◆ **SOURCE EXTRACT**
● ● ● ● ●
We were aiming to make Child's two loaves, and our mass of dough, cut in half, fit perfectly into our two, well-greased bread loaf pans. These we set in a warm place. That is, back upstairs we went with our pans of dough covered lightly. We left them resting for one hour. By then, the dough was just beginning to crest over the tops of the pans. In one case, it even began to "rise up and [show] cracks," just as Child writes. Depending on the weather, the temperature in your house, and your yeast, this rising could take anywhere from forty minutes to a bit longer than an hour.
About half-way through this one-hour rising, we preheated our oven to 425ºF, a bit on the low side of our preferred bread-baking temperature for most doughs. But then, mostly, we bake heartier wholewheat breads, so these breads seemed to need a slightly cooler oven than usual. Experience tells us that when it comes to baking bread (if we're not baking in a cast iron dutch oven with a cover, as we do when making sourdough bread), then 425ºF is hot, but not too hot. We also spritz the oven with water before putting the loaf or loaves in, and spritz the bread occasionally during baking, perhaps every twenty minutes or so. Child wisely tells her readers that if the oven's too hot "it will bind the crust so suddenly that the bread cannot rise," and if it's too cold, "the bread will fail." Again, the voice of experience there, to be sure.
Here's what Child says about oven temperature: "White bread and pies should not be set in the oven until the brown bread and beans have been in half an hour." But of course she's talking about a wood-heated oven--put the right size wood in, burn it, shovel out the ashes, put the food in, seal the oven, open it again to add more food, etc. Ah, the poor nineteenth-century housewife! We had neither a wood-burning oven nor pans of brown bread and beans to worry about.
Child concludes by saying that "Flour bread should not be too stiff." And we conclude by saying that, after baking at 425ºF for 30 minutes, we checked the color of the bread--still too light. After another 10 minutes, almost right. We took a loaf out, tapped the bottom, and (good news) it sounded hollow. But the tops weren't quite browned enough, we felt. We have a "slow" electric oven. So the bread went back in the oven. After another 7 minutes, they looked perfectly baked, in our opinion. (And, after all, they were being made for us alone--pandemic times!) We took out our loaves, cooled them on racks in their pans for 5 minutes, then removed them from the pans and let them cool completely before slicing. The first couple of slices, eaten with a bit of butter, were lovely. We had some more for dinner, sliced and toasted, spread with cream cheese and topped with smoked salmon. Heavenly.
A note about salt in this bread: Child doesn't call for any salt in her bread. Certainly for this amount of dough, most modern bread recipes would recommend adding one to three teaspoons of salt. We didn't miss the salt at all in the final product. But you could add a bit, if you want. We like to use sea salt, but that's just a personal preference. If you add salt, go lightly and add one to two teaspoons to the dough when you knead it.
Check out the original recipe, with commentary, in Northern Hospitality: Cooking by the Book in New England by Keith Stavely and Kathleen Fitzgerald (University of Massachusetts Press, 2011), pp. 355-56.
● ● ● ● ●
◆ **DATA PROVIDED**
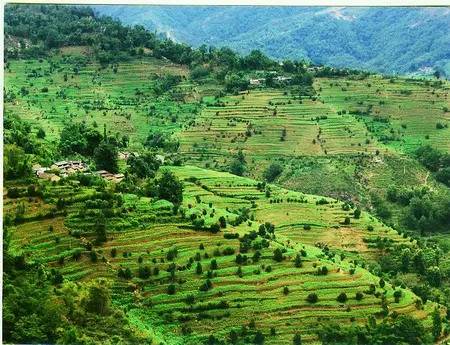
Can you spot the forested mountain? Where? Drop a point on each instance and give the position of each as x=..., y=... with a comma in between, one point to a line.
x=393, y=40
x=156, y=193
● ● ● ● ●
◆ **REQUIREMENT A**
In the bread-baking text, to what temperature was the oven preheated?
◆ **REQUIREMENT B**
Please summarize the bread-baking text in two sentences.
◆ **REQUIREMENT C**
Turn the paragraph of the bread-baking text beginning "A note about salt in this bread" into a list that keeps its main facts.
The data come from a separate source and have no connection to the bread-baking text.

◆ **FINAL ANSWER A**
425ºF.

◆ **FINAL ANSWER B**
The writers made Child's two loaves by letting the dough rise in greased pans for about an hour and baking them at 425ºF with occasional water spritzing, noting that Child's own oven advice was meant for a wood-heated oven. After several checks and extra minutes in their slow electric oven, the loaves came out well and tasted lovely, and though Child calls for no salt, the writers suggest one to two teaspoons may be added during kneading.

◆ **FINAL ANSWER C**
- Child's recipe calls for no salt.
- For this amount of dough, most modern recipes would recommend one to three teaspoons.
- The writers didn't miss the salt in the finished bread.
- Salt can be added if wanted, and the writers prefer sea salt as a personal choice.
- If adding salt, go lightly and add one to two teaspoons to the dough during kneading.